TASK OBJECTIVE: Nothing but the lines from the one containing "Keypoint placement: for each instance of the concrete" through the last line should be written out, please, exactly as they stand.

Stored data
start

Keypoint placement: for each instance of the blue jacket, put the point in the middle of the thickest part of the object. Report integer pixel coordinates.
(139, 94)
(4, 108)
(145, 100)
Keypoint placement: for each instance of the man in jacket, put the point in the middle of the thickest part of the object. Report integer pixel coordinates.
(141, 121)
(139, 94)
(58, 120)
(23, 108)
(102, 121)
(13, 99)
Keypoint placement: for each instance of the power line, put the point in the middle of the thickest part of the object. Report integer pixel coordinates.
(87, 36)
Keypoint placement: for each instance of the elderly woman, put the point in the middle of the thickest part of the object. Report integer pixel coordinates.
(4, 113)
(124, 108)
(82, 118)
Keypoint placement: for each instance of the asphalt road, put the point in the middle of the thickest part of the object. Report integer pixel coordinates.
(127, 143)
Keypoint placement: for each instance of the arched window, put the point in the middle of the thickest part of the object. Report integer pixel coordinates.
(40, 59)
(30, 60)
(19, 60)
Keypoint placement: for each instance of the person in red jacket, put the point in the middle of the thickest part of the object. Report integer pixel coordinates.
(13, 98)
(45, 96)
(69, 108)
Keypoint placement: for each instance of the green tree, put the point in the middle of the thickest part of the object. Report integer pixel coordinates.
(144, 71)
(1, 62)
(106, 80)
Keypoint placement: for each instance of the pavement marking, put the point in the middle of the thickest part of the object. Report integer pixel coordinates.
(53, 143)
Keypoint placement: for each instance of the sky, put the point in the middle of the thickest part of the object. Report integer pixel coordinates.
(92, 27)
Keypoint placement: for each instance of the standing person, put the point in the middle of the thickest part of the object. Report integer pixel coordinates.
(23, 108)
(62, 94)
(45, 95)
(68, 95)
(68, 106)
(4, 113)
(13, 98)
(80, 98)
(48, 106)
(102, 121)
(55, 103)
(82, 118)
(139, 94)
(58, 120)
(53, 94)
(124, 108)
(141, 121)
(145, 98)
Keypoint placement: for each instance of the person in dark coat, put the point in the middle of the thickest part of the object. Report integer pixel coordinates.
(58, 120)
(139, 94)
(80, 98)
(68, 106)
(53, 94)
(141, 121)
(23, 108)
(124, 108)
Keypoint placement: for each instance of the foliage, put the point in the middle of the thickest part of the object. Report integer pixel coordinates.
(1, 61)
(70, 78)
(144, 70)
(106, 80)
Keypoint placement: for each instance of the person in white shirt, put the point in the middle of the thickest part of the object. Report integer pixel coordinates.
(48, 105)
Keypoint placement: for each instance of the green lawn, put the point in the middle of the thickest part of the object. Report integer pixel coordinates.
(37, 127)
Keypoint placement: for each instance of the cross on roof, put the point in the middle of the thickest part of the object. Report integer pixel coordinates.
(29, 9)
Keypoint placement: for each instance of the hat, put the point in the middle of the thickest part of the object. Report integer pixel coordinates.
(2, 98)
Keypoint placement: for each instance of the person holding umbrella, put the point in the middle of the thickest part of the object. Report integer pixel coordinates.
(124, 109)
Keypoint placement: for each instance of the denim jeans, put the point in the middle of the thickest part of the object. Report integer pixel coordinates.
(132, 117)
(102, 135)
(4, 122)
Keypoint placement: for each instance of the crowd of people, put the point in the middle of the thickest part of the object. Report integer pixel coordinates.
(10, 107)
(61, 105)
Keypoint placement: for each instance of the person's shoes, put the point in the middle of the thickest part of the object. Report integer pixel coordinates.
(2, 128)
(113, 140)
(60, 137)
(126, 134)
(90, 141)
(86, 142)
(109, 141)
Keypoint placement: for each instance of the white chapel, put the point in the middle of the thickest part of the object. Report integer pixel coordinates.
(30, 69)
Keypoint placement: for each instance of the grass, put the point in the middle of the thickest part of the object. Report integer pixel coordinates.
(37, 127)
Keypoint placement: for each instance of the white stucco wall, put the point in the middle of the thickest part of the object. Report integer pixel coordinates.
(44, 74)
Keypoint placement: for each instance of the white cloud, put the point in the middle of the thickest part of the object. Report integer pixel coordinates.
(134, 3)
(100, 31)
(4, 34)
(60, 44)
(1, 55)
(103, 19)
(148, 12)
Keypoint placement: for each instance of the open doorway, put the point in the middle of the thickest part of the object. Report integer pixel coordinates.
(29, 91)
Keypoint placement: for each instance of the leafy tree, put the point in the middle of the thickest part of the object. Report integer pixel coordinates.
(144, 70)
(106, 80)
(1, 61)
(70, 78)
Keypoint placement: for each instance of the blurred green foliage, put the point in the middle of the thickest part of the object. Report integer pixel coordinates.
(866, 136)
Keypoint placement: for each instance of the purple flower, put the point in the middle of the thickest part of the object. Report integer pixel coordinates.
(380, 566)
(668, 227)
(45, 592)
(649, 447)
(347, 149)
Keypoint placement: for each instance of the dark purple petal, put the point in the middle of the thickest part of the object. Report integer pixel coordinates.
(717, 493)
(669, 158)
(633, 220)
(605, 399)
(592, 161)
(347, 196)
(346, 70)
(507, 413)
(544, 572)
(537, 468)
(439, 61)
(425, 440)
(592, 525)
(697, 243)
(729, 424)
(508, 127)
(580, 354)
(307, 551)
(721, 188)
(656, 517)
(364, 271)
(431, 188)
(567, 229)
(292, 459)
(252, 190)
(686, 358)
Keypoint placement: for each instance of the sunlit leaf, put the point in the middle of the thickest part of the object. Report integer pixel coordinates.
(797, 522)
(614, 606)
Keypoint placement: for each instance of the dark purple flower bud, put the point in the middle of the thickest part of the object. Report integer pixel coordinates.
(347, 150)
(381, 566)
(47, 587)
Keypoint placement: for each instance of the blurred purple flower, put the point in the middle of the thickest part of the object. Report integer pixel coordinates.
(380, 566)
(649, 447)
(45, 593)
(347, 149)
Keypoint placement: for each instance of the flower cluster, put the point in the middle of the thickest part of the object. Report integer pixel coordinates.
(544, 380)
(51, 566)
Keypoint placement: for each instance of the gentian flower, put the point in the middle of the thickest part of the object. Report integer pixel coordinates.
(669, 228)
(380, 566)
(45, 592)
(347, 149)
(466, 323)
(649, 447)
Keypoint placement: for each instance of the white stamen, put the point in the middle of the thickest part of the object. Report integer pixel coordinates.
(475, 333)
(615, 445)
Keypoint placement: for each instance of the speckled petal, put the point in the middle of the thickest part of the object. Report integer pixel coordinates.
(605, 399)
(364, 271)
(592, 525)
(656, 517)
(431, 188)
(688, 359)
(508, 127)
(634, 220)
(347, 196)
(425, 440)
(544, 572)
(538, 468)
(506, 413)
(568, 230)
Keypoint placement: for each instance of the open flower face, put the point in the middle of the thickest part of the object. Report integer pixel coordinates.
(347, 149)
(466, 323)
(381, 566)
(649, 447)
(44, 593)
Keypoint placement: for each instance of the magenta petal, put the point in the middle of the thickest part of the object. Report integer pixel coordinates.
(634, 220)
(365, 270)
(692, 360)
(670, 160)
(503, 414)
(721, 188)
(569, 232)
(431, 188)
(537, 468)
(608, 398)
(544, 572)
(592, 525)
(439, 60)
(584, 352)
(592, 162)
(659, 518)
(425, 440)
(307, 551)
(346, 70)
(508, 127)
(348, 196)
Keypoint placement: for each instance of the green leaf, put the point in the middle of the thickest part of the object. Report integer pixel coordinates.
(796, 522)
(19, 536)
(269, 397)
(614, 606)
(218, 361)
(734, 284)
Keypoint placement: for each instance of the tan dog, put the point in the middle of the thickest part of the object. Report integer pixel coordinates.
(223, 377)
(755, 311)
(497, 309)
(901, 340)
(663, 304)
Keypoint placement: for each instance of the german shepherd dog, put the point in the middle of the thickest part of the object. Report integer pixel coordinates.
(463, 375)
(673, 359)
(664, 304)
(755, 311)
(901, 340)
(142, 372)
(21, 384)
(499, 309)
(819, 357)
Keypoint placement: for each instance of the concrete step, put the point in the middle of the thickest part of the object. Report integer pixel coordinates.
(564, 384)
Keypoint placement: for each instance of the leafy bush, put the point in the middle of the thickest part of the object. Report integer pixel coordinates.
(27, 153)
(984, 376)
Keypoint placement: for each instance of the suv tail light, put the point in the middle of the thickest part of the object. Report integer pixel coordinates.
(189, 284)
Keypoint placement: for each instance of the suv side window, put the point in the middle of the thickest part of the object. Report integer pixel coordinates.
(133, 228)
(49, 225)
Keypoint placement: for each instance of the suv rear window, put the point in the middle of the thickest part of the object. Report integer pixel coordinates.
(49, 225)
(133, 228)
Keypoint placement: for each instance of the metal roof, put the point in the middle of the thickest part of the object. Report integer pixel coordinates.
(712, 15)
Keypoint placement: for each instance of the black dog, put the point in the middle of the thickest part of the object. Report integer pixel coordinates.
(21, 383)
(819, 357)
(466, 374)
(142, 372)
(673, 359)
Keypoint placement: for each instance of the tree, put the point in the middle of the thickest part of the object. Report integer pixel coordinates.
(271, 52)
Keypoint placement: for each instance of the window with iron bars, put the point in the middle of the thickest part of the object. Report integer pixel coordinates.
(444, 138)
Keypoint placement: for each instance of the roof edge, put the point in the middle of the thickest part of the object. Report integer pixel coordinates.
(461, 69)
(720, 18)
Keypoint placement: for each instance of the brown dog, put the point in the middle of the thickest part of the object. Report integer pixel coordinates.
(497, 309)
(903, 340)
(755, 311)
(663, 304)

end

ANSWER TO THIS EXERCISE:
Keypoint placement: for each instance of the concrete step, put the point in the middle of the thickest part of the object. Report integer pixel coordinates.
(564, 384)
Keypoint placement: for each instance of the leafy bush, put the point in the middle of the thickest part of the object. Report integer pixel coordinates.
(27, 153)
(984, 376)
Keypoint placement: for each instance of the suv tail light, put the point in the middle of the thickest part of the object. Report integer pixel coordinates.
(189, 284)
Keypoint placement: for each instance of the suv side window, put the point in the middle of the thickest part of the object. Report integer pixel coordinates.
(133, 228)
(49, 225)
Keypoint placement: for each instance of the suv rear window, put the point in the middle of the thickest part of the object. Report integer pixel coordinates.
(49, 225)
(133, 228)
Keypoint placement: for each instance of the metal roof, put the point in the middle of the thickest part of the object. Report integer pixel coordinates.
(712, 15)
Keypoint placement: for each instance of the black dog, put the point in the middle of the thickest part of the object. Report integer pixel coordinates.
(21, 383)
(819, 357)
(466, 374)
(142, 372)
(673, 359)
Keypoint placement: for each instance of the tree, put the point in the middle of the thickest part of the object. Report integer pixel coordinates.
(271, 52)
Keypoint placement: for each instance of the window with iron bars, put the point in the middle of the thickest part of the object. Report integer pixel coordinates.
(444, 138)
Keypoint placement: for each instance of the roof edge, put the point in the middle of the thickest part of the object. Report integer pixel coordinates.
(461, 69)
(720, 18)
Keypoint placement: for each instance of the brown dog, put the point in the middle of the thickest part of the object. Report integer pixel coordinates.
(497, 309)
(903, 340)
(755, 311)
(663, 304)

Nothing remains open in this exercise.